Text:
When you discover pain
so you can groom it.
The great majority of your pressure grooming strokes should be pain free.
Yet, you will often find places that hurt when you press on them.
In some place the pain can be intense.
Don't let the pain stop you from grooming these areas.
The ache comes from the bottom of folded skin formations.
You'll notice that, as soon as you apply pressure, your skin immediately reacts by anesthetizing the area you are grooming.
The pain subsides and you can groom the area.
Any tension you remove from those spots, by forcing them to open, will lessen the pain you feel afterwards.
Feeling and imaging what's inside your skin
Mapping your skin
The skin defect you're trying to groom away has its own specific shape, size, hardness, orientation, ...
It's essential to have a mental representation of the object you want to unknot.
When you press your nail on it and all around it, you can obtain and gather a lot of information about it.
If your nail or fingertip push into the flesh easily and without hindrance; then, it's not folded.

Information supplied:
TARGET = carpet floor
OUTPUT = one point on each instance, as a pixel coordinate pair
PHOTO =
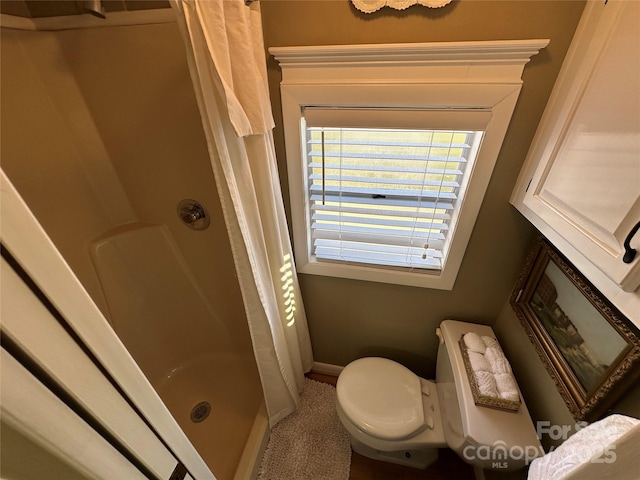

Directions:
a) Reproduce verbatim the part of the skin-grooming text between "The great majority" and "folded skin formations.", inclusive.
b) According to the skin-grooming text, where does the ache felt during pressure grooming come from?
c) Extend the text on skin grooming, picking up right after its final sentence.
The material placed after the text is not used in any way.

Answers provided:
a)
The great majority of your pressure grooming strokes should be pain free.
Yet, you will often find places that hurt when you press on them.
In some place the pain can be intense.
Don't let the pain stop you from grooming these areas.
The ache comes from the bottom of folded skin formations.

b) It comes from the bottom of folded skin formations.

c)
But, if you feel any irregularity or hardness in the skin; those are folds and their crossings.
These structures are unstable, but they've hardened with years of inattention.
You can crush them away with your nails.
Pecking to feel what's inside your skin
As soon as you press your nail unto your skin, you form a mental picture of what lies beneath the surface.
The idea is to repeat this gesture over and over to map out the bumps and valleys below the skin's surface.
You will discover all kinds of weird cutaneous formations; a world of mountains and deep pits.
Orienting your nail
Skin formations are usually made out of four sections tightly held together.
This creates a void where they meet, some kind of chimney.
It drives into the skin, but not necessarily straight down.
• Try to feel where the bottom of the crossing you are grooming is.
• Reorient your finger and nail so that the pressure you apply is in line with the chimney.
• Aim for the bottom.
If you are precisely positioned on the center of a crossing, you'll feel its chimney open up, as your nail penetrates it.
Four-finger pressure grooming
Most of the time, you should use only one finger for your pressure grooming strokes because you have to put all your attention and agility on the task you are performing.
However, when the assignment seems impossible to accomplish with only one finger, you can bundle up to four fingers together.
This position gives you a powerful grip on your skin.
Use it on large folds and on diffuse pain.
Painful areas often follow long muscle bands.
Place your four fingers along them and press your nails into the aching skin.
This will relieve the tension temporarily, but repeating this gesture will solve the problem in the long run.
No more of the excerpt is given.